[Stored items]
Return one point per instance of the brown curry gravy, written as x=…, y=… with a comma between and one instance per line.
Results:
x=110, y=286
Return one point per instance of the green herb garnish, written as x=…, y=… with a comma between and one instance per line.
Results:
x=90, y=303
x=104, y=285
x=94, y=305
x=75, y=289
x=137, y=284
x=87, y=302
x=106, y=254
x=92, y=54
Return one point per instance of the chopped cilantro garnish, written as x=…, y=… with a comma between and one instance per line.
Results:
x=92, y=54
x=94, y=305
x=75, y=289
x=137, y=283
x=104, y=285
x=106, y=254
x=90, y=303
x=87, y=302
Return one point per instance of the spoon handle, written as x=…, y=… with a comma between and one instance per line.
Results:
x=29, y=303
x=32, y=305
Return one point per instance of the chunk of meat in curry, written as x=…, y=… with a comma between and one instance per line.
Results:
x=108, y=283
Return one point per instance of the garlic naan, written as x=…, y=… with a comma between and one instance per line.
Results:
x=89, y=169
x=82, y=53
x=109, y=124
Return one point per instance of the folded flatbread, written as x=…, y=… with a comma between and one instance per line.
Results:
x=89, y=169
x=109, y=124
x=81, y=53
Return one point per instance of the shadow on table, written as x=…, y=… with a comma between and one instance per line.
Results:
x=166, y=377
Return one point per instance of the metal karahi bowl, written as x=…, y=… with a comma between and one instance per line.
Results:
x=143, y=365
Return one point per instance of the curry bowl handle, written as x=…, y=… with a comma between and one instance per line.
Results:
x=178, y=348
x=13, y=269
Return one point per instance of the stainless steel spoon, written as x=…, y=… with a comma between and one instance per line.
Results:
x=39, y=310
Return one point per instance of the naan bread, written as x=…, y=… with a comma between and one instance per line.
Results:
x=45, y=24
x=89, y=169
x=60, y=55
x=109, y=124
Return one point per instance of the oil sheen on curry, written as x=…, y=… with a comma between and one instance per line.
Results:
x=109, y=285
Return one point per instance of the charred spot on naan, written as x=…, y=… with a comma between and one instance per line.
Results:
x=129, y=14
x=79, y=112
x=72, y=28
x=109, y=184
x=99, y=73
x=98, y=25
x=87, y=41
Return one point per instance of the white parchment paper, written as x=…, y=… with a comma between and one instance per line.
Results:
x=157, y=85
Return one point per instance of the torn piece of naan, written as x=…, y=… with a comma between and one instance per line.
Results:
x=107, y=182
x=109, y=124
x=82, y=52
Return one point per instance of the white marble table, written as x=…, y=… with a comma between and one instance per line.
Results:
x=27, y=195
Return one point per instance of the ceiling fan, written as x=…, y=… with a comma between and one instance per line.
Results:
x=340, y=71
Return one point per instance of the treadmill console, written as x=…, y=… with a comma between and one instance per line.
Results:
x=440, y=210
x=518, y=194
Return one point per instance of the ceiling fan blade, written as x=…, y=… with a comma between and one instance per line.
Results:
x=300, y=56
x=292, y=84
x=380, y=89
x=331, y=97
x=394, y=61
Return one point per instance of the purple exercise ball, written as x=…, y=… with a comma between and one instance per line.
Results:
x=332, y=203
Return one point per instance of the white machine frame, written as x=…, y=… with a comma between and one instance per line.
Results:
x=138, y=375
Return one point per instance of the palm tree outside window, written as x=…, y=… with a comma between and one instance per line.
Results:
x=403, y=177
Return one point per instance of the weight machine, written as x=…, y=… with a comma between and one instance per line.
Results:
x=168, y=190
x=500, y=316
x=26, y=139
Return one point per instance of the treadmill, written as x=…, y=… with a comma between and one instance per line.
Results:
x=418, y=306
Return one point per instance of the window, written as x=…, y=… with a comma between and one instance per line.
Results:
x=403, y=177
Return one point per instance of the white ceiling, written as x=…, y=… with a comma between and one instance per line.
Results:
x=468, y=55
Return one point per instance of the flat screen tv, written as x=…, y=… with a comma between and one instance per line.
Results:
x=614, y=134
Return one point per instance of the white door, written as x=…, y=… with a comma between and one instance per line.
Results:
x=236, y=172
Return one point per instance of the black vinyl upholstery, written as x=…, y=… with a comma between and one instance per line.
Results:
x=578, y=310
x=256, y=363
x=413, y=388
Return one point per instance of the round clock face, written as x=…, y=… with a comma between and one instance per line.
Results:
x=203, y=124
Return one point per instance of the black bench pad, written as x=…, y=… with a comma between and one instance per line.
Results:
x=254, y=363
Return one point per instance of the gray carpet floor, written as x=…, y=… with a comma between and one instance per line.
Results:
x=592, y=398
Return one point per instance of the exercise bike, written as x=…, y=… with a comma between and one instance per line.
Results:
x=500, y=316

▶ _What to do_
Reproduce the rows above with "one instance per line" changed to "each instance on its own line" wherever it occurs, keeping everything else the same.

▶ _Solution to this task_
Return one point per instance of the brown curry gravy, written as x=…, y=… with a comma between and each instance on its own line.
Results:
x=110, y=286
Return one point per instance of the green herb garnish, written as x=…, y=… with a comma between and each instance on its own line.
Results:
x=90, y=303
x=104, y=285
x=94, y=305
x=75, y=289
x=137, y=284
x=87, y=302
x=106, y=254
x=92, y=54
Return one point per instance of the chopped cilantro garnish, written as x=…, y=… with a comma between and each instance on its own line.
Results:
x=92, y=54
x=94, y=305
x=75, y=289
x=137, y=283
x=104, y=285
x=106, y=254
x=90, y=303
x=87, y=302
Return one point per instance of the spoon handle, written as x=…, y=… with a comma between and each instance on its own line.
Results:
x=29, y=303
x=32, y=305
Return one point per instance of the chunk of meat in curry, written as x=…, y=… with a comma between and each instance on its own line.
Results:
x=108, y=283
Return one point per instance of the garlic naan, written as x=…, y=… with a comma between and each instance on its own line.
Results:
x=89, y=169
x=82, y=53
x=109, y=124
Return one point per instance of the folded flatbread, written as x=…, y=… with a comma between and each instance on its own line.
Results:
x=89, y=169
x=109, y=124
x=81, y=53
Return one point per instance of the shadow on table, written as x=…, y=… with a comma between and each instance on its own line.
Results:
x=166, y=377
Return one point per instance of the metal karahi bowl, written as x=…, y=… with a comma between and each instance on its own line.
Results:
x=143, y=365
Return one point per instance of the curry bowl handle, written as x=…, y=… with a comma between and each instance on its own line.
Results:
x=178, y=348
x=13, y=269
Return one point per instance of the stainless steel spoon, written as x=…, y=… with a comma between and each instance on its own line.
Results:
x=39, y=310
Return one point per instance of the naan bread, written as x=…, y=… with a comma between and each instance on its own line.
Results:
x=45, y=24
x=89, y=169
x=60, y=55
x=109, y=124
Return one point per instance of the oil sheen on curry, written as x=…, y=… with a comma between and each instance on its own line.
Results:
x=109, y=285
Return one point per instance of the charred spot on naan, written as x=…, y=… with a comma between and each instance on its own line.
Results:
x=129, y=14
x=79, y=112
x=72, y=28
x=109, y=184
x=99, y=73
x=98, y=25
x=87, y=41
Return one point per instance of the white parchment paper, written as x=…, y=… with a comma between and each instance on its own line.
Results:
x=157, y=85
Return one point per instance of the torn piece of naan, written as x=…, y=… with a comma between and each instance on its own line.
Results:
x=107, y=182
x=109, y=124
x=82, y=52
Return one point per instance of the white marble table, written as x=…, y=… with a comma between and each instance on its own line.
Results:
x=27, y=195
Return one point per instance of the ceiling fan, written as x=…, y=… with a comma between and each instance on its own line.
Results:
x=340, y=71
Return one point per instance of the treadmill console, written as x=…, y=… with a comma between and each instance on its own line.
Results:
x=440, y=210
x=518, y=194
Return one point per instance of the ceiling fan blade, written as x=…, y=… with a comma between and each instance on its own line.
Results:
x=300, y=56
x=292, y=84
x=380, y=89
x=331, y=97
x=394, y=61
Return one point per instance of the purple exercise ball, written as x=…, y=… with a comma between and each instance on its own line.
Results:
x=332, y=203
Return one point per instance of the white machine frame, written as x=…, y=… with a comma between and each instance on its own line.
Results:
x=138, y=375
Return one point per instance of the palm tree outside window, written as x=…, y=… with a comma between and each instance on its own line.
Results:
x=403, y=177
Return one point per instance of the weight machine, written as x=…, y=… with a comma between and each instance on its own line.
Results:
x=168, y=190
x=500, y=316
x=26, y=139
Return one point per instance of the treadmill, written as x=…, y=… with a comma between and each instance on its own line.
Results:
x=418, y=306
Return one point per instance of the window, written as x=…, y=… with a comma between and each instance on its own line.
Results:
x=403, y=177
Return one point per instance of the white ceiling, written as x=…, y=… with a comma between and each instance on its own line.
Results:
x=468, y=55
Return one point per instance of the flat screen tv, written as x=…, y=… with a comma between and each instance on its own line.
Results:
x=614, y=134
Return one point per instance of the white door, written as x=…, y=… with a comma between and each instance on its own line.
Results:
x=236, y=172
Return one point per instance of the black vinyl upholstery, written as x=…, y=… with a comma between and each instance on its own line.
Results:
x=578, y=310
x=256, y=363
x=413, y=388
Return one point per instance of the round clock face, written as x=…, y=… with a comma between and each instance on its own line.
Results:
x=203, y=124
Return one point per instance of the black bench pad, written as x=…, y=… with a comma between and each instance on its own line.
Results:
x=254, y=363
Return one point per instance of the gray carpet floor, written as x=…, y=… with a comma between and each instance on its own line.
Results:
x=592, y=398
Return one point per instance of the exercise bike, written as x=…, y=… with a comma between and each instance on its own line.
Results:
x=500, y=316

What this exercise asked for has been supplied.